* HOW TO COMPLETE THIS TASK *
Copy every entry verbatim and skip the pictures.

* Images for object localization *
======
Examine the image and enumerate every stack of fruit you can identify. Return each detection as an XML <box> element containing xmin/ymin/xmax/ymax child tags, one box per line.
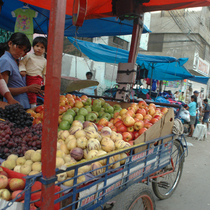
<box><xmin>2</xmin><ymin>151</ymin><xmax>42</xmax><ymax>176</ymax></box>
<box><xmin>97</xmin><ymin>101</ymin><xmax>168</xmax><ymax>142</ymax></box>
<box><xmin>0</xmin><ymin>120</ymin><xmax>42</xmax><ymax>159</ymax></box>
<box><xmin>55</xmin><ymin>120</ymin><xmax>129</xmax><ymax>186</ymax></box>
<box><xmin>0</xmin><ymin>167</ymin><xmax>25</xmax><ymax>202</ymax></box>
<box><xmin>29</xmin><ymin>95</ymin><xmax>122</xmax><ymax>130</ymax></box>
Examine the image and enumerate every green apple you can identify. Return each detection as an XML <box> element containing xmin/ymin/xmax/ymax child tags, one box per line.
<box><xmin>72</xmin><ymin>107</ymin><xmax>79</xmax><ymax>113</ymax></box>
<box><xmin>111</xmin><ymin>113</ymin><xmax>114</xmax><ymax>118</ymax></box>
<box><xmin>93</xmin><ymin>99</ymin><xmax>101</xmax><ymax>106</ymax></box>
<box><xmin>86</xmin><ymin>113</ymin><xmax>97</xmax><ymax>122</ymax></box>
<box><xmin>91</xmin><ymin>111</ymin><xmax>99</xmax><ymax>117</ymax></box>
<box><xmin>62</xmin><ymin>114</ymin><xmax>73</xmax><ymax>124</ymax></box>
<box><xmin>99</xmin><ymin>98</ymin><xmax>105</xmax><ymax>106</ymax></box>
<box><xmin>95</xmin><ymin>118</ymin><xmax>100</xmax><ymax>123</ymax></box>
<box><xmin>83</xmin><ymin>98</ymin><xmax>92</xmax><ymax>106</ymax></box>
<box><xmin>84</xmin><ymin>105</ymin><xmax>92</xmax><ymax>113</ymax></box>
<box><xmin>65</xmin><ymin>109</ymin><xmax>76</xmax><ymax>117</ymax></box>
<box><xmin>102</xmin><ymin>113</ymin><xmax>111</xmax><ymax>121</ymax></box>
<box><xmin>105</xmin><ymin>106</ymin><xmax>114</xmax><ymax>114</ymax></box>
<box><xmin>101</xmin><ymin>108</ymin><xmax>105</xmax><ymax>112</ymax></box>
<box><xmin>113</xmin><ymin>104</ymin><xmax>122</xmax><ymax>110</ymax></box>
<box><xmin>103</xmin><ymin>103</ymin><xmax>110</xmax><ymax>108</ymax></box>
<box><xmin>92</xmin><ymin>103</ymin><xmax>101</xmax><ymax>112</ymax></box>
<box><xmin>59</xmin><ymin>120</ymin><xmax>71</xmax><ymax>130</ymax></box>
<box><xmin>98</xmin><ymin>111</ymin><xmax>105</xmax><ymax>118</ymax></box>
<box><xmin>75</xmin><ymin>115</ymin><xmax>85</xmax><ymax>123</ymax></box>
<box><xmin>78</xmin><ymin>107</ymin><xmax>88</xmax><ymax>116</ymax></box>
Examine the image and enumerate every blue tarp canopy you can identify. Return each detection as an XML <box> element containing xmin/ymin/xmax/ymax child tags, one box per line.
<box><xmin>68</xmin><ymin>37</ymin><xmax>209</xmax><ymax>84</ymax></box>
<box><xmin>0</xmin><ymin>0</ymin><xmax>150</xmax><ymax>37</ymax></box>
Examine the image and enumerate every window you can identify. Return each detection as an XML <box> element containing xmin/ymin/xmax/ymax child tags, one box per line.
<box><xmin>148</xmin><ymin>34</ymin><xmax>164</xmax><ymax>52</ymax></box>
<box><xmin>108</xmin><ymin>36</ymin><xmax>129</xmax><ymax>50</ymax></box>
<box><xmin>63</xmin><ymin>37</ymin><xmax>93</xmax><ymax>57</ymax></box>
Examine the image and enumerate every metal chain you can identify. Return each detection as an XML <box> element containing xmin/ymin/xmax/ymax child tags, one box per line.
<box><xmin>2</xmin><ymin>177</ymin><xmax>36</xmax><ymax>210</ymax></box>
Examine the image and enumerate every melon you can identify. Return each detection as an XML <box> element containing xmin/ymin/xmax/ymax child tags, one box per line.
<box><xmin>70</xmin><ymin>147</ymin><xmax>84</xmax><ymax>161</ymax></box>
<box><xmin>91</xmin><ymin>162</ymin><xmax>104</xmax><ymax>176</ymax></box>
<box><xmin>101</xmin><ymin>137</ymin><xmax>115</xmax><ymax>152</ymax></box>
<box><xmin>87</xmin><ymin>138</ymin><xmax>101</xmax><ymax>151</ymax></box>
======
* EXPECTED ANSWER *
Examine the image and enumerate every stack of fruit you can identify. Return each detection as an XML <box> element containing xmin/ymin/xmax/ymax child tags, one box per line.
<box><xmin>2</xmin><ymin>151</ymin><xmax>42</xmax><ymax>176</ymax></box>
<box><xmin>97</xmin><ymin>101</ymin><xmax>168</xmax><ymax>142</ymax></box>
<box><xmin>0</xmin><ymin>120</ymin><xmax>42</xmax><ymax>159</ymax></box>
<box><xmin>55</xmin><ymin>120</ymin><xmax>129</xmax><ymax>186</ymax></box>
<box><xmin>0</xmin><ymin>167</ymin><xmax>25</xmax><ymax>202</ymax></box>
<box><xmin>29</xmin><ymin>95</ymin><xmax>122</xmax><ymax>130</ymax></box>
Examine the image and enumerate every green apple you can identify. Return each detection as an XML <box> element containing xmin/ymin/xmax/ymax child tags, one box per line.
<box><xmin>72</xmin><ymin>107</ymin><xmax>79</xmax><ymax>113</ymax></box>
<box><xmin>111</xmin><ymin>113</ymin><xmax>114</xmax><ymax>118</ymax></box>
<box><xmin>93</xmin><ymin>99</ymin><xmax>101</xmax><ymax>106</ymax></box>
<box><xmin>86</xmin><ymin>113</ymin><xmax>97</xmax><ymax>122</ymax></box>
<box><xmin>91</xmin><ymin>111</ymin><xmax>99</xmax><ymax>117</ymax></box>
<box><xmin>62</xmin><ymin>114</ymin><xmax>73</xmax><ymax>124</ymax></box>
<box><xmin>99</xmin><ymin>98</ymin><xmax>105</xmax><ymax>106</ymax></box>
<box><xmin>95</xmin><ymin>118</ymin><xmax>100</xmax><ymax>123</ymax></box>
<box><xmin>83</xmin><ymin>98</ymin><xmax>92</xmax><ymax>106</ymax></box>
<box><xmin>84</xmin><ymin>105</ymin><xmax>92</xmax><ymax>113</ymax></box>
<box><xmin>65</xmin><ymin>109</ymin><xmax>76</xmax><ymax>117</ymax></box>
<box><xmin>102</xmin><ymin>113</ymin><xmax>111</xmax><ymax>121</ymax></box>
<box><xmin>105</xmin><ymin>106</ymin><xmax>114</xmax><ymax>114</ymax></box>
<box><xmin>101</xmin><ymin>108</ymin><xmax>105</xmax><ymax>112</ymax></box>
<box><xmin>113</xmin><ymin>104</ymin><xmax>122</xmax><ymax>110</ymax></box>
<box><xmin>103</xmin><ymin>103</ymin><xmax>110</xmax><ymax>108</ymax></box>
<box><xmin>92</xmin><ymin>103</ymin><xmax>101</xmax><ymax>112</ymax></box>
<box><xmin>59</xmin><ymin>120</ymin><xmax>71</xmax><ymax>130</ymax></box>
<box><xmin>98</xmin><ymin>111</ymin><xmax>105</xmax><ymax>118</ymax></box>
<box><xmin>75</xmin><ymin>115</ymin><xmax>85</xmax><ymax>123</ymax></box>
<box><xmin>78</xmin><ymin>107</ymin><xmax>88</xmax><ymax>116</ymax></box>
Examine the image and enumerate every blue tarp canopy you can identify. Return each detection as an XML <box> element containing xmin/ymin/xmax/ymax child tags, one box per line.
<box><xmin>68</xmin><ymin>37</ymin><xmax>209</xmax><ymax>84</ymax></box>
<box><xmin>0</xmin><ymin>0</ymin><xmax>150</xmax><ymax>37</ymax></box>
Examine the image and enumerate every window you can identify. Return each detection as an XML <box> element containing xmin/ymin/xmax/ymax child tags, one box per line.
<box><xmin>148</xmin><ymin>34</ymin><xmax>164</xmax><ymax>52</ymax></box>
<box><xmin>108</xmin><ymin>36</ymin><xmax>129</xmax><ymax>50</ymax></box>
<box><xmin>63</xmin><ymin>37</ymin><xmax>93</xmax><ymax>57</ymax></box>
Examine the image and enumerate every metal chain you can identify. Return each detection as an XML <box> element containing xmin/ymin/xmax/ymax child tags, one box per line.
<box><xmin>2</xmin><ymin>177</ymin><xmax>36</xmax><ymax>210</ymax></box>
Examine the image and enumerate every melon you can identify. Return each detection as an XML <box> element containing xmin/ymin/xmax/ymax child tags, one box per line.
<box><xmin>70</xmin><ymin>147</ymin><xmax>84</xmax><ymax>161</ymax></box>
<box><xmin>91</xmin><ymin>162</ymin><xmax>104</xmax><ymax>176</ymax></box>
<box><xmin>101</xmin><ymin>137</ymin><xmax>115</xmax><ymax>152</ymax></box>
<box><xmin>87</xmin><ymin>138</ymin><xmax>101</xmax><ymax>151</ymax></box>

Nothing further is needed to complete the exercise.